*Article*
• • • •
Outside Girona, I like really local places that are less well known. There’s a place I often take people on the shop ride, called Canet d'Adri. He does really good coffee and all the pros go there. It’s about 40 mins from town, so the pros stop there at the end of their rides. I was once there on a shop ride and about 15 riders from the Education First team all turned up at once!
4. Climb Rocacorba (and other better climbs!)
Without a doubt, Rocacorba is the most famous of Girona’s cycling climbs.
But - let me fill you in - it’s terrible!
Okay, perhaps not terrible, but it’s just not the best climb out there. The road surface is bad, there are hardly any views and it’s got a beast of a gradient on it.
Rocacorba is one of the reasons I’m so passionate about helping people plan their routes: I just don’t want people coming here, riding that and thinking tick, that’s Girona done. There are so many other better rides and climbs to do!
• • • •
[Data extracted from a collection]
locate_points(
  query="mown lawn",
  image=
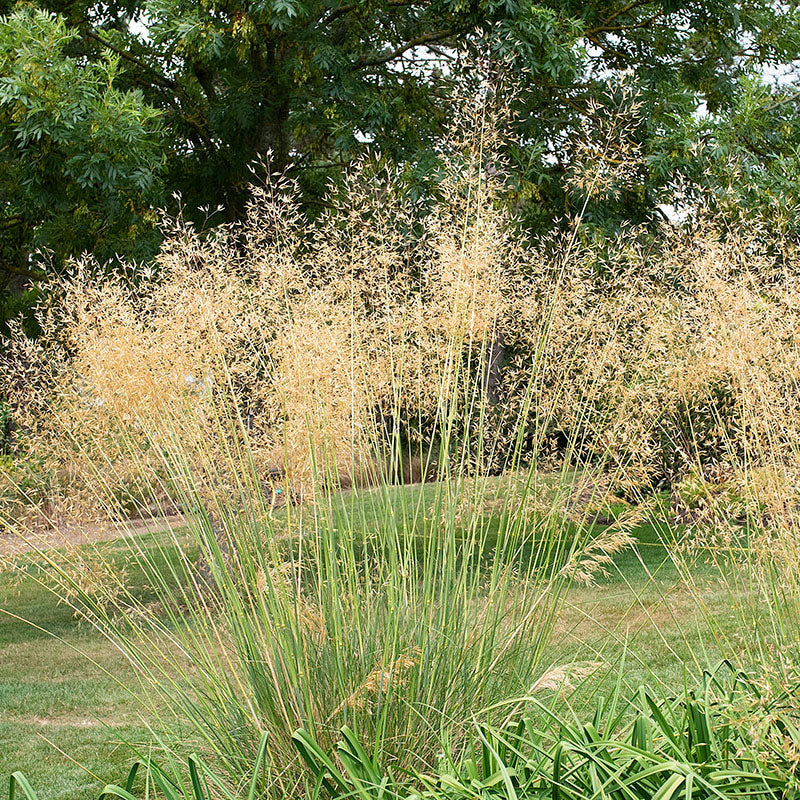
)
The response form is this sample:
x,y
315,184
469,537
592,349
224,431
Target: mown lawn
x,y
64,707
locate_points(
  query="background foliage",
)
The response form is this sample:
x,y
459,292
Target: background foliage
x,y
108,110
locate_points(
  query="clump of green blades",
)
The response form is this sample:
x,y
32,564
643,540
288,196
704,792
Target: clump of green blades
x,y
643,749
691,747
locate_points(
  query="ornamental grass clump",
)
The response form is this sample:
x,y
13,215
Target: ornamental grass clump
x,y
332,364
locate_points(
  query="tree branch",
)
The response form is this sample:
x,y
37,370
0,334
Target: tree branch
x,y
427,38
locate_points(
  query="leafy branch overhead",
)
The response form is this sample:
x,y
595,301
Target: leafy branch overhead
• • • •
*Short exercise A*
Copy the Girona cycling text word for word from "But - let me" to "gradient on it.".
*Short exercise B*
Can you sum up the Girona cycling text in two sentences?

*Correct result A*
But - let me fill you in - it’s terrible!
Okay, perhaps not terrible, but it’s just not the best climb out there. The road surface is bad, there are hardly any views and it’s got a beast of a gradient on it.

*Correct result B*
Outside Girona, the writer prefers lesser-known local spots such as Canet d'Adri, which serves good coffee and sits about 40 minutes from town, where pros stop at the end of their rides. Rocacorba is the most famous of Girona's cycling climbs, but its bad road surface, scarce views, and steep gradient keep it from being the best, and the writer wants visitors to try the many better rides and climbs instead.